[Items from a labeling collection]
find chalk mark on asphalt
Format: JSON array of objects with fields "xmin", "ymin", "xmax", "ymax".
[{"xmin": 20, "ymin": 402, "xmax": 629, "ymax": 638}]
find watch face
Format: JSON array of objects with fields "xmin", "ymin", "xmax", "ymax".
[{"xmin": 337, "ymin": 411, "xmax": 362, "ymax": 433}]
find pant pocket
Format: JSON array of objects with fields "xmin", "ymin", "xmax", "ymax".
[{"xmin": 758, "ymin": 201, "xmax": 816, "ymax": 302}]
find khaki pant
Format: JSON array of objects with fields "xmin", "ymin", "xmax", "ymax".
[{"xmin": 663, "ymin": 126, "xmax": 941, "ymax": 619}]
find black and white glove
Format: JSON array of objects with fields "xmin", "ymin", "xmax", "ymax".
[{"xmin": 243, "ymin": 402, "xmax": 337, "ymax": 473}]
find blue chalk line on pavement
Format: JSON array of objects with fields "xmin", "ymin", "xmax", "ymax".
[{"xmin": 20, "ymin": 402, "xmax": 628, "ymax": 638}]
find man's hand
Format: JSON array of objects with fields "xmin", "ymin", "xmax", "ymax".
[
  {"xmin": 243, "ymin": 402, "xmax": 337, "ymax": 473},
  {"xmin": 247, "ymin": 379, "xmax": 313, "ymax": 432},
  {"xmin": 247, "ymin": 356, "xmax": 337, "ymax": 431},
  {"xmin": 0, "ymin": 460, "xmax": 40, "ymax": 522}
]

• **Instructions to follow**:
Rename "find" to "locate" everywhere in the material, leaving everything else unchanged.

• **Task result**:
locate chalk mark on asphalt
Format: JSON array of objects with fields "xmin", "ymin", "xmax", "ymax".
[{"xmin": 20, "ymin": 402, "xmax": 629, "ymax": 638}]
locate watch face
Format: JSON array of objects with fields "xmin", "ymin", "xmax", "ymax".
[{"xmin": 337, "ymin": 411, "xmax": 362, "ymax": 433}]
locate pant pocket
Format: JSON array of objects with fields "xmin", "ymin", "xmax", "ymax".
[{"xmin": 758, "ymin": 201, "xmax": 816, "ymax": 302}]
locate khaki pant
Format: JSON array of objects with fields "xmin", "ymin", "xmax", "ymax".
[{"xmin": 663, "ymin": 126, "xmax": 941, "ymax": 619}]
locate black and white glove
Format: JSON array of objects with fields "xmin", "ymin", "xmax", "ymax".
[{"xmin": 243, "ymin": 402, "xmax": 337, "ymax": 473}]
locate blue chalk line on pavement
Format: JSON array of objects with fields "xmin", "ymin", "xmax", "ymax".
[{"xmin": 20, "ymin": 402, "xmax": 628, "ymax": 638}]
locate man's hand
Format: JSON array of objects with fields "xmin", "ymin", "xmax", "ymax".
[
  {"xmin": 243, "ymin": 402, "xmax": 337, "ymax": 473},
  {"xmin": 247, "ymin": 379, "xmax": 313, "ymax": 432},
  {"xmin": 247, "ymin": 356, "xmax": 337, "ymax": 431},
  {"xmin": 0, "ymin": 460, "xmax": 40, "ymax": 522}
]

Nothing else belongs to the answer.